**Exercise aim:**
Copy out each line of the listing below in which the string "standing" occurs.

**Records shown:**
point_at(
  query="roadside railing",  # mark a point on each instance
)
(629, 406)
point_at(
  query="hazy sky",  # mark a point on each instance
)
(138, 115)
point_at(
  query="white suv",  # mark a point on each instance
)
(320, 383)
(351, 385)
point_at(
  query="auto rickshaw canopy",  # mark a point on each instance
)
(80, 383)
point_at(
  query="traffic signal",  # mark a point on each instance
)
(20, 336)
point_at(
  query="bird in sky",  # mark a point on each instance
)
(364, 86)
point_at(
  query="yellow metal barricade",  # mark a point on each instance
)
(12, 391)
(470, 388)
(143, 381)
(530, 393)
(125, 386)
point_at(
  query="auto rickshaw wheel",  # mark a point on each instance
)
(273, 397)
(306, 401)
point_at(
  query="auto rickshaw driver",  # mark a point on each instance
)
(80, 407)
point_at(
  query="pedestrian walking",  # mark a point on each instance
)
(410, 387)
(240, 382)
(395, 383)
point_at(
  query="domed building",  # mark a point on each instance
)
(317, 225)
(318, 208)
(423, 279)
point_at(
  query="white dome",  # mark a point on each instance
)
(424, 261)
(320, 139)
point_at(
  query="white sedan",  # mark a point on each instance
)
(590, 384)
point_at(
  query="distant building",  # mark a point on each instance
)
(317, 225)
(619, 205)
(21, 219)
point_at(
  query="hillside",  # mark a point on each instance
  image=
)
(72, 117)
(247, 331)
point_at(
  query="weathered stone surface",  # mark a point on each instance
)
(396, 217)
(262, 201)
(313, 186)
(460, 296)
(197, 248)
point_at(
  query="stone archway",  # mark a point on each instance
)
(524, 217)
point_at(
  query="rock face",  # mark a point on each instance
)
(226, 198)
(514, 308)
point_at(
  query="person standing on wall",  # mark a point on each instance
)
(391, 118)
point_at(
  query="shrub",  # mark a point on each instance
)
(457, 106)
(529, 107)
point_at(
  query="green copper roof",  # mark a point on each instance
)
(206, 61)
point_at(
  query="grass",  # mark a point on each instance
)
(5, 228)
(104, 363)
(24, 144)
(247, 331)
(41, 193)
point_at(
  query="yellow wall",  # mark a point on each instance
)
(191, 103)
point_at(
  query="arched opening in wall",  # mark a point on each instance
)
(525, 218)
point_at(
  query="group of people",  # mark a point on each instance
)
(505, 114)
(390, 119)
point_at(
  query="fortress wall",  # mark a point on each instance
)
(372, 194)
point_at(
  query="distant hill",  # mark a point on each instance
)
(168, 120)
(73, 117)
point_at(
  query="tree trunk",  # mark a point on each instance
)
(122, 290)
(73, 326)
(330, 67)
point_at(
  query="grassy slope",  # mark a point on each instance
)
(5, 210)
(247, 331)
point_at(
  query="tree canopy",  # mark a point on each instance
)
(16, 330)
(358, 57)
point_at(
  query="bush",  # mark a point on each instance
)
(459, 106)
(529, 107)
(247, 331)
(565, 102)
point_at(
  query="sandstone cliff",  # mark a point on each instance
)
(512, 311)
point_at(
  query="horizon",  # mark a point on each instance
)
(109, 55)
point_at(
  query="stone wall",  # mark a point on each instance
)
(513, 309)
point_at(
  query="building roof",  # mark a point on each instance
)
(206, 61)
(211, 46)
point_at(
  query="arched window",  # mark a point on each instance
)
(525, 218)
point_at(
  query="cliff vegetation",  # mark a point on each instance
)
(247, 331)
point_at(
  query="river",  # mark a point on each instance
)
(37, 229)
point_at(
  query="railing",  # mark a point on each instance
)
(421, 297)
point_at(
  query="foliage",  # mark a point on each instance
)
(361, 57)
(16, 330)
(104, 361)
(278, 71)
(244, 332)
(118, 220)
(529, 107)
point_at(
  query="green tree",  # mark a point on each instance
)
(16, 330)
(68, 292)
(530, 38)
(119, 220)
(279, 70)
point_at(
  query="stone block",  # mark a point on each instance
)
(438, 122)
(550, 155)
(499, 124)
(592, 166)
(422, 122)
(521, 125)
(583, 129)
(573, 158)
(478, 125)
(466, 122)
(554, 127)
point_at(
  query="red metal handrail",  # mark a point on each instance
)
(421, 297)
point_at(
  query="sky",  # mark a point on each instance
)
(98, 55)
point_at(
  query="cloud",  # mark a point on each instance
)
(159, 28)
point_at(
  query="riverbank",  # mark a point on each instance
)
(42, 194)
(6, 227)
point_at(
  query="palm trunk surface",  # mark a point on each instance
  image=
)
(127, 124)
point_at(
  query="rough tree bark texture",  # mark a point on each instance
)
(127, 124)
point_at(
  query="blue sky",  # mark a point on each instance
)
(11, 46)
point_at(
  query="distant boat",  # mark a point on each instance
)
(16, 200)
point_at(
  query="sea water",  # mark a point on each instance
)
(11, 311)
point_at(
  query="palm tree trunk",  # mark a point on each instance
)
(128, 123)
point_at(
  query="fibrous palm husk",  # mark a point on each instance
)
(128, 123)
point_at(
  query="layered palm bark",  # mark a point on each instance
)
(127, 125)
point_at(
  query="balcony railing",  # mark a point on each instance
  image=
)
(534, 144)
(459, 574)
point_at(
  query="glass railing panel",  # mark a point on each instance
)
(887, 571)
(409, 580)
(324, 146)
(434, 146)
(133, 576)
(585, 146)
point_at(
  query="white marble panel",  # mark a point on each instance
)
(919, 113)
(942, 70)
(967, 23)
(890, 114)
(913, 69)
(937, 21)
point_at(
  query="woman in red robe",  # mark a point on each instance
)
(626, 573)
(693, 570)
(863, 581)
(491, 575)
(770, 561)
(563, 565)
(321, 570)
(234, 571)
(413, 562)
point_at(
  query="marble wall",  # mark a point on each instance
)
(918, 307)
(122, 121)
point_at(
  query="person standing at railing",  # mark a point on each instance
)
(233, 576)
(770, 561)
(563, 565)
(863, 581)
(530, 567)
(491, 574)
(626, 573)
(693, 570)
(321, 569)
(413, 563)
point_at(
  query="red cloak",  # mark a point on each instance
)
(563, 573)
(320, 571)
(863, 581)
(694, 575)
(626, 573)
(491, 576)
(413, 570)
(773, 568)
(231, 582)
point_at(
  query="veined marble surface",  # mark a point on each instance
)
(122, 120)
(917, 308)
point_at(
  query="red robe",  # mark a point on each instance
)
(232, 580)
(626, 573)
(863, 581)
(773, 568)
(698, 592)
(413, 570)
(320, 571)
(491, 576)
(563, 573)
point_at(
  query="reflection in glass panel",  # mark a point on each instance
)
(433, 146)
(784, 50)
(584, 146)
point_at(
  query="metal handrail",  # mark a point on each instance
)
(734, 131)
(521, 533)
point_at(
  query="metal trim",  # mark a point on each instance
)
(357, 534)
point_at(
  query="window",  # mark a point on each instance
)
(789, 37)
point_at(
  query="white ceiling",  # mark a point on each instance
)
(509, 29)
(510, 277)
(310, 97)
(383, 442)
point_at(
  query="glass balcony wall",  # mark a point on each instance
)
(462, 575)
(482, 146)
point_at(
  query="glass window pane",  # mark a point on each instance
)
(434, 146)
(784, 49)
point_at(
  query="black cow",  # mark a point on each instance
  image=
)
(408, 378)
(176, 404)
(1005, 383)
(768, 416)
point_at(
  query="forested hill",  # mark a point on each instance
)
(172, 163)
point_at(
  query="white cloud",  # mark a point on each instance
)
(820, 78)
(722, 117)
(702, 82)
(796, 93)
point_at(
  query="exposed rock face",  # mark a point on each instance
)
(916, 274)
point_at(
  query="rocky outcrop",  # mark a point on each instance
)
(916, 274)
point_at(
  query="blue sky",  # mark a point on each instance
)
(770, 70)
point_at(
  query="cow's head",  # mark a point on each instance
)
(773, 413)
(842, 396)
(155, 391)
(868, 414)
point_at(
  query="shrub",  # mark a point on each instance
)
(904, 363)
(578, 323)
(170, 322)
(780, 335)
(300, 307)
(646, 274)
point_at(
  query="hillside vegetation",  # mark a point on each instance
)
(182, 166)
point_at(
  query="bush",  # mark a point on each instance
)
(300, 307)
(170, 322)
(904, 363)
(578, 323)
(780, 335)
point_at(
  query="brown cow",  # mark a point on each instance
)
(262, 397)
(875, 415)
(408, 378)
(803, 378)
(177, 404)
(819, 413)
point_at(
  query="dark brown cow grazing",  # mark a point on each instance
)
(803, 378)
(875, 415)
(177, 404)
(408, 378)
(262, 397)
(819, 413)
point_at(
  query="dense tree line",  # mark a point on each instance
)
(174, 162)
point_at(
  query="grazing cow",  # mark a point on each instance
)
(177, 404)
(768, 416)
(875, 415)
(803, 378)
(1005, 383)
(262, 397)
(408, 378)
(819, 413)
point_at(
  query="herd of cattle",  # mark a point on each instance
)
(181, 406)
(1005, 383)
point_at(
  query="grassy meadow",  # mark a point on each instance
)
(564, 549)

**Response to this task:**
  query="person standing on wall",  # mark a point on each instance
  query="person standing at railing",  # mark a point on each instance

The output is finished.